● **DATA EXTRACT**:
_ _ _ _ _ _ _

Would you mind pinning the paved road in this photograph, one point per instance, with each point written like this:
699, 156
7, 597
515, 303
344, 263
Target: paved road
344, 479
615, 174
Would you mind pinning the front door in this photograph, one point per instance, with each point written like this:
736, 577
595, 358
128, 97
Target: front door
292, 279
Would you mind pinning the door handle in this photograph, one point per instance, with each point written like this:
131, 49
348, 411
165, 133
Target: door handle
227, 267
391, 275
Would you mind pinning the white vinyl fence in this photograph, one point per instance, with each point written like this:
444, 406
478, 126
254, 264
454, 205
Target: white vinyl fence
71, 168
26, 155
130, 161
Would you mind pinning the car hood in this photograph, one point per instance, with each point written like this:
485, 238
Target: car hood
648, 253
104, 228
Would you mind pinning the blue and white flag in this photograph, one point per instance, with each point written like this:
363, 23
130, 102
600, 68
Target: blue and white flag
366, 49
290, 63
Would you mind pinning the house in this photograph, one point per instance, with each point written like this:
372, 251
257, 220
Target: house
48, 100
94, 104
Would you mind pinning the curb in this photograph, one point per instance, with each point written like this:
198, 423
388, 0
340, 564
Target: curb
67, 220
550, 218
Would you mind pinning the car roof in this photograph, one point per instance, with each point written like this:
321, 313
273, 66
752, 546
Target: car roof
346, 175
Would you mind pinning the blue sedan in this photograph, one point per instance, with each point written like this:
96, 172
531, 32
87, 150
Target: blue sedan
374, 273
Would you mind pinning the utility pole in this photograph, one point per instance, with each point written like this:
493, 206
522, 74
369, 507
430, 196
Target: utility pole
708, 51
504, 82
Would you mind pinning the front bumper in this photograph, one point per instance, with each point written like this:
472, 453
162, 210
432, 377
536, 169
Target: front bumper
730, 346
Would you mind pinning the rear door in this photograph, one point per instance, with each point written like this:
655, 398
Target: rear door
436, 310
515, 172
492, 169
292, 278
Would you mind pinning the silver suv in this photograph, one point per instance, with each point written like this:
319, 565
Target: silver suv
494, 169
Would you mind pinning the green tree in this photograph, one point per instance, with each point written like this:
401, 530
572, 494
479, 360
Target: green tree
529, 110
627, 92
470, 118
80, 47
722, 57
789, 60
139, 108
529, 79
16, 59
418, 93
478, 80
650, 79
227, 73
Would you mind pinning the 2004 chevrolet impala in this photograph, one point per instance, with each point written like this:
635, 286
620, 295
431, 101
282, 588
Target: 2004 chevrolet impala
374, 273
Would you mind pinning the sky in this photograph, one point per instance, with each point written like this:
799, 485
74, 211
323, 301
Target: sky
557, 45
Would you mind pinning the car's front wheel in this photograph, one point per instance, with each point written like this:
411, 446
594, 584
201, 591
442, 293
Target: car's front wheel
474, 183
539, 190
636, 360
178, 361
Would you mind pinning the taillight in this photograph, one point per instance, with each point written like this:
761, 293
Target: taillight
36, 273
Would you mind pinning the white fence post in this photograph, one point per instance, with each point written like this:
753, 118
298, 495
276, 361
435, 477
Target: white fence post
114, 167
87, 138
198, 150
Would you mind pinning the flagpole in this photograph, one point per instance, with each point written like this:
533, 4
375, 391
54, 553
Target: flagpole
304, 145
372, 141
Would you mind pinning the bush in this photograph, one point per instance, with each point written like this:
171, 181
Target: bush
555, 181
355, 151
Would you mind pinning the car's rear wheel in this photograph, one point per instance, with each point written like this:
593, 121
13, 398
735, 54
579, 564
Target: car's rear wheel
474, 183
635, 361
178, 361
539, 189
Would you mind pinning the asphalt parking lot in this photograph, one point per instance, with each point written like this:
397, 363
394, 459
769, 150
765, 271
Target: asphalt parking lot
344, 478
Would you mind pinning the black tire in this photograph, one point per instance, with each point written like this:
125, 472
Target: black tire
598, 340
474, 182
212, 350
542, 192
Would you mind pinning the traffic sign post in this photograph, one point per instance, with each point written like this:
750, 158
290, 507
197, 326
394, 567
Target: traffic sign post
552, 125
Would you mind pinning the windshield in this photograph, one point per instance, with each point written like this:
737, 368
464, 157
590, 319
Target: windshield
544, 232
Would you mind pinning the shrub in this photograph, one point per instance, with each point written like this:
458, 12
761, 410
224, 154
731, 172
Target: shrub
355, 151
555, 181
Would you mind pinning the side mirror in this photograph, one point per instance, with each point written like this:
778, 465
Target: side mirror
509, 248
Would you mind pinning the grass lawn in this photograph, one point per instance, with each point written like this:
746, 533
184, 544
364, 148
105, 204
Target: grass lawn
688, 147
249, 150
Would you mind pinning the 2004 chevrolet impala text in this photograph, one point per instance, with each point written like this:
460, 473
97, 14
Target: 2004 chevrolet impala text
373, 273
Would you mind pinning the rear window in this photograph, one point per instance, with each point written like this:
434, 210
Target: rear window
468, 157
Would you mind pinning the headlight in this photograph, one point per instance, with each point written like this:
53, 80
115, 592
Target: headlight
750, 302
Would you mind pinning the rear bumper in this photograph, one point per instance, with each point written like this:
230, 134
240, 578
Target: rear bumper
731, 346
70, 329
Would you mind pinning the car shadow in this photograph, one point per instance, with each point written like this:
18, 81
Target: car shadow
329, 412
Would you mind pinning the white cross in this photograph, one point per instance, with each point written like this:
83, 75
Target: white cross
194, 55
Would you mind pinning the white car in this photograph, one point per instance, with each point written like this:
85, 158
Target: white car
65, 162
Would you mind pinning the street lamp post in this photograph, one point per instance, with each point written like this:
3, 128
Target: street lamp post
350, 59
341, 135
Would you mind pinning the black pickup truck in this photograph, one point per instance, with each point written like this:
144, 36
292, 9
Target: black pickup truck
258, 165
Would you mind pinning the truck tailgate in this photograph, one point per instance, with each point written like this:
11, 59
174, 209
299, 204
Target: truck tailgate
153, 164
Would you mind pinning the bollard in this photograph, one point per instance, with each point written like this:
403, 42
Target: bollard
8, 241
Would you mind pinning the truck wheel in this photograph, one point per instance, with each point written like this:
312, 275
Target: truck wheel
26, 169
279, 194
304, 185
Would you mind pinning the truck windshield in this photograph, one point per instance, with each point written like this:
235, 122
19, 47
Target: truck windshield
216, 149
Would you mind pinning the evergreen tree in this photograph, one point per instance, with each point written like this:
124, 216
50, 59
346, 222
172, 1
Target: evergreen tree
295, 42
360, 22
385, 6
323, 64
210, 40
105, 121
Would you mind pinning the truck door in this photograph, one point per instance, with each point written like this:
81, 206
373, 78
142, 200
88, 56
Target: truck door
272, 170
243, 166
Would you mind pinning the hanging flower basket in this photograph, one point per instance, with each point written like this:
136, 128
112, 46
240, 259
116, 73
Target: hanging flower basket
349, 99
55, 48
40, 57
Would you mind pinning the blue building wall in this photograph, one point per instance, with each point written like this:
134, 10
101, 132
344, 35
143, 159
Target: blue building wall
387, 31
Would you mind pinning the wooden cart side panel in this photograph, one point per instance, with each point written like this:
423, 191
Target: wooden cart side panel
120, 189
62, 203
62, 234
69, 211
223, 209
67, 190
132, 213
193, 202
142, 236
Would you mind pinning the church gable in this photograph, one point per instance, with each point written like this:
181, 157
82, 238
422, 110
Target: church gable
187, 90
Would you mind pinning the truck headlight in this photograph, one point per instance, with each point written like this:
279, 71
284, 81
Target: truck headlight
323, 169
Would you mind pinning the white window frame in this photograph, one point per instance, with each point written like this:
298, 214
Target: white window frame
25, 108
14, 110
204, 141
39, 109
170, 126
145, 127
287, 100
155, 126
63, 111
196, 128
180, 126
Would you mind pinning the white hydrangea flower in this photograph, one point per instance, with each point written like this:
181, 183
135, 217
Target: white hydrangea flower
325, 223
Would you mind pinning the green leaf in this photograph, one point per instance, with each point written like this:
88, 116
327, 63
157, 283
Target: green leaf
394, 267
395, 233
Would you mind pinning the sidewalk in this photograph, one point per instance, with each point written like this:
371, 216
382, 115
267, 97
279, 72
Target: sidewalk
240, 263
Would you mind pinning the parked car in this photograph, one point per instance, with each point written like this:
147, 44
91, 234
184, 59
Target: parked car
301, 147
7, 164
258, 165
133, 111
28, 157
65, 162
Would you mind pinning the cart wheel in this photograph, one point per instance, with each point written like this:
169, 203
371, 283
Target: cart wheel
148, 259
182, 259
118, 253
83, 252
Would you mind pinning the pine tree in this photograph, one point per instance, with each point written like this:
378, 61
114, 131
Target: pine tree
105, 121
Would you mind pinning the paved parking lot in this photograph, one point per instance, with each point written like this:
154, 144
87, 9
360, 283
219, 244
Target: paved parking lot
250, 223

_ _ _ _ _ _ _

Please reproduce the rows from the line containing "Would you mind pinning the pine" through the end of the rows, inclusive, switching "pinning" to "marking" and leaving everything else unchanged.

● **TASK RESPONSE**:
Would you mind marking the pine tree in this photograph, one point per instance, with each point written like this:
378, 61
114, 131
Target: pine tree
105, 121
Would you mind marking the paved parking lot in this photograph, one point per instance, with each point written like this:
154, 144
87, 9
360, 283
219, 244
Target: paved parking lot
250, 223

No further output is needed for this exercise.